▸ Texto do documento
++++++++
Na avaliação do governo norte-americano, as empresas se apresentam como independentes, mas essa independência é apenas fachada. O relatório afirma que RT e Sputnik atuam a serviço do governo Putin, usando o “disfarce de meios de comunicação internacionais convencionais para fornecerem apoio de desinformação e propaganda para os objetivos de política externa do Kremlin”.

Sputnik, agência de notícias do governo da Rússia (Foto: reprodução de vídeo)

Análise semelhante foi feita pelo Robert Lansing Institute (RLI), uma ONG dos Estados Unidos que classifica a RT como “instrumento de propaganda e desinformação russa”. E cita, entre os temas focados pela emissora, o da pandemia de Covid-19, particularmente na França.

Segundo o relatório da entidade, a “RT oferece cobertura diametralmente oposta ao público internacional e ao russo”. Em seu território, a emissora destaca a importância e a segurança da vacinação contra a Covid-19, estimulando que a população se proteja do coronavírus. No exterior, ao contrário, supervaloriza “quaisquer efeitos colaterais das vacinas, independentemente da frequência de tais casos”, a fim de semear a discórdia e jogar os cidadãos contra os próprios governos.
++++++++
▸ Informações fornecidas
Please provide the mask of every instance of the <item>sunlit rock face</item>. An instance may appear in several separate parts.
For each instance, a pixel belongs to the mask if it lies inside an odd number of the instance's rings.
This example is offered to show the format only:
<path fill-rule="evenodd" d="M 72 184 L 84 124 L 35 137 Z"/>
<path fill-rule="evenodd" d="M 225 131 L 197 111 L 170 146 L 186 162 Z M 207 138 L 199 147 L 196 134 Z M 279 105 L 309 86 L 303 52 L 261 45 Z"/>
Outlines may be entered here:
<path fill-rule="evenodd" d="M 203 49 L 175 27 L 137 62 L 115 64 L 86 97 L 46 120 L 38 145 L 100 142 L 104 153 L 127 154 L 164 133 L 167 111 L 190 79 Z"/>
++++++++
▸ Enunciado
Transcreva, sem alterações, o trecho do texto sobre a RT e a Sputnik que vai de "Sputnik, agência de" até "particularmente na França.".

▸ Resposta
Sputnik, agência de notícias do governo da Rússia (Foto: reprodução de vídeo)

Análise semelhante foi feita pelo Robert Lansing Institute (RLI), uma ONG dos Estados Unidos que classifica a RT como “instrumento de propaganda e desinformação russa”. E cita, entre os temas focados pela emissora, o da pandemia de Covid-19, particularmente na França.